*** EXCERPT PROVIDED ***
An Elixir language HTML parsing and data extraction benchmark inspired by this Erlang Solutions blog post.
The post presents unoptimized use of Floki to parse and extract information about an ESL blog post and find additional blog links to crawl.
This benchmark compares the performance of original code from the article, the performance of an optimized version of the original Floki code, and the performance of a Meeseeks implementation of the optimized version.
All that is being compared is the time it takes to parse the HTML, extract the required data, and return it in a map.
The three versions being benchmarked can be found here.
The underlying HTML parser being used for Floki is the mochiweb_html
parser, which is a pure Erlang, non-HTML5 compliant parser.
The underlying HTML parser being used for Meeseeks is the meeseeks_html5ever
parser, which uses the HTML5 compliant Rust library html5ever
under the hood.
***
# DIRECTIVES:
- A) From the Elixir HTML parsing benchmark description, write out the passage from "This benchmark compares" up to and including "under the hood.".
- B) According to the benchmark description, which HTML parser underlies Floki?
*** RECORDS PROVIDED ***
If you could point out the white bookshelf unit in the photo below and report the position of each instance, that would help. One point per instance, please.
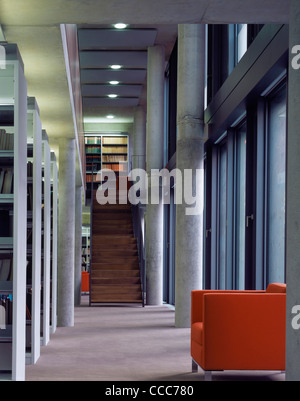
(54, 243)
(13, 160)
(46, 246)
(34, 206)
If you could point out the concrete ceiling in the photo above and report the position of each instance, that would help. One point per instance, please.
(35, 26)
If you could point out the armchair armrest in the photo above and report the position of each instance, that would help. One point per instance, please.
(244, 331)
(197, 301)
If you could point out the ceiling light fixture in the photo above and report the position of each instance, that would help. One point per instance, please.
(116, 67)
(120, 26)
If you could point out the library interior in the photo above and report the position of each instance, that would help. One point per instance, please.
(196, 280)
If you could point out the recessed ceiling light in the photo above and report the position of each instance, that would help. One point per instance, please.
(120, 26)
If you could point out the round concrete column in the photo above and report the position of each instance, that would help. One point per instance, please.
(78, 244)
(154, 160)
(293, 202)
(189, 160)
(66, 234)
(139, 144)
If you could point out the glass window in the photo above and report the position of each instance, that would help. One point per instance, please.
(276, 162)
(240, 206)
(222, 216)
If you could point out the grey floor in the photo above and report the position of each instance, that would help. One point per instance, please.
(124, 343)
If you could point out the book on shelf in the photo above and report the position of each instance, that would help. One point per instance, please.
(93, 149)
(93, 140)
(6, 180)
(5, 269)
(7, 307)
(29, 169)
(114, 158)
(6, 140)
(114, 149)
(5, 226)
(116, 140)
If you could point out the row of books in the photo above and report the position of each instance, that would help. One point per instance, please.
(30, 169)
(114, 149)
(6, 269)
(93, 140)
(6, 310)
(6, 180)
(106, 140)
(114, 158)
(117, 140)
(93, 149)
(6, 140)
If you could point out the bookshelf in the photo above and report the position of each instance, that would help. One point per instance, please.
(105, 151)
(46, 241)
(34, 205)
(54, 243)
(13, 159)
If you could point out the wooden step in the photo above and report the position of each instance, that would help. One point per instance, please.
(109, 246)
(113, 266)
(112, 253)
(113, 298)
(115, 273)
(117, 289)
(116, 261)
(122, 281)
(113, 239)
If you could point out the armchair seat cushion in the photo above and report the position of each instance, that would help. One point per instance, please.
(197, 332)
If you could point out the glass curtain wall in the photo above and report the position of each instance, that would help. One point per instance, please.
(275, 188)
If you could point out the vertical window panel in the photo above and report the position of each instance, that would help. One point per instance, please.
(240, 207)
(276, 156)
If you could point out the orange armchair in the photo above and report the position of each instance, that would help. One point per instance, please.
(238, 330)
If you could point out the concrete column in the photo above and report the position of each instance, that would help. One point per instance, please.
(66, 230)
(139, 139)
(189, 155)
(154, 160)
(293, 204)
(78, 245)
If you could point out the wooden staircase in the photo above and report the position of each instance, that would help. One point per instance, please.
(115, 273)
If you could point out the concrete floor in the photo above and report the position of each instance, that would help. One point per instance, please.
(124, 343)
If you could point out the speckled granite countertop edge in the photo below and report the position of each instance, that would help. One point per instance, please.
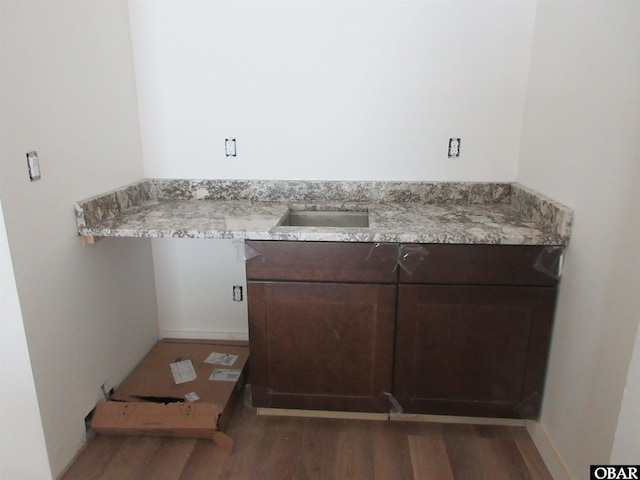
(407, 212)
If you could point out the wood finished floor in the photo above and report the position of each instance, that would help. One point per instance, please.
(268, 447)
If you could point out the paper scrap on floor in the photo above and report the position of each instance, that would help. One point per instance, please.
(221, 359)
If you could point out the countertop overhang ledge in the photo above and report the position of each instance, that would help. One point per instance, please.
(406, 212)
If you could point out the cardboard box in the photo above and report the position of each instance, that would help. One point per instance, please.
(150, 402)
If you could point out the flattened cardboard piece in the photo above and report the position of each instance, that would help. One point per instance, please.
(153, 377)
(138, 406)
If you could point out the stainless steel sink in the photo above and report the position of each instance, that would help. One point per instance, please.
(322, 218)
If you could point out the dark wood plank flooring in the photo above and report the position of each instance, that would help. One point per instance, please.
(268, 447)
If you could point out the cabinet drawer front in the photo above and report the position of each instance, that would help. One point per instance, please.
(323, 262)
(482, 265)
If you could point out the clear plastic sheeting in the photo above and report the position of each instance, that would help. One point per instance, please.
(411, 256)
(245, 251)
(550, 261)
(408, 257)
(382, 251)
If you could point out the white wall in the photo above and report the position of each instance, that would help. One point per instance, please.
(89, 312)
(331, 90)
(23, 453)
(319, 90)
(626, 444)
(580, 145)
(194, 287)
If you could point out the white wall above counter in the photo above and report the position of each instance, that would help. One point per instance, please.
(408, 212)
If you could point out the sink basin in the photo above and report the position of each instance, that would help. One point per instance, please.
(321, 218)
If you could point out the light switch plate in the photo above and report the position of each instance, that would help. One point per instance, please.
(230, 147)
(34, 166)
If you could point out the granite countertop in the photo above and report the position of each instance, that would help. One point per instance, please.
(406, 212)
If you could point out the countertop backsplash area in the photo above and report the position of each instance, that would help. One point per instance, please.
(420, 212)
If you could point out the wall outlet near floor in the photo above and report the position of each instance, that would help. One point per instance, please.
(230, 147)
(237, 293)
(454, 148)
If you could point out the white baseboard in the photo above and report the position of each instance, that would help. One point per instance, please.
(548, 451)
(201, 335)
(429, 418)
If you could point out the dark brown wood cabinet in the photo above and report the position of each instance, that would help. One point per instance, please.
(468, 350)
(474, 326)
(321, 325)
(333, 326)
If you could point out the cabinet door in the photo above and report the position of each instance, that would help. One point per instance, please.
(465, 350)
(321, 346)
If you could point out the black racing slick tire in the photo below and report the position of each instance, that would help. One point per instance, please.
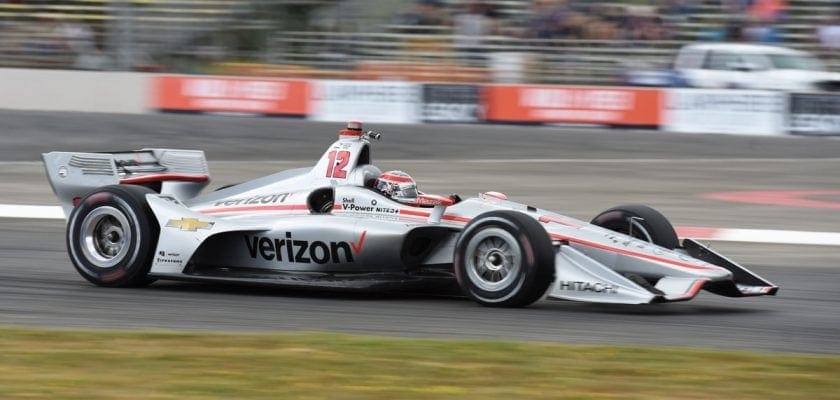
***
# ANSWERS TO THE EXERCISE:
- A)
This benchmark compares the performance of original code from the article, the performance of an optimized version of the original Floki code, and the performance of a Meeseeks implementation of the optimized version.
All that is being compared is the time it takes to parse the HTML, extract the required data, and return it in a map.
The three versions being benchmarked can be found here.
The underlying HTML parser being used for Floki is the mochiweb_html
parser, which is a pure Erlang, non-HTML5 compliant parser.
The underlying HTML parser being used for Meeseeks is the meeseeks_html5ever
parser, which uses the HTML5 compliant Rust library html5ever
under the hood.

- B) The mochiweb_html parser, a pure Erlang parser that is not HTML5 compliant.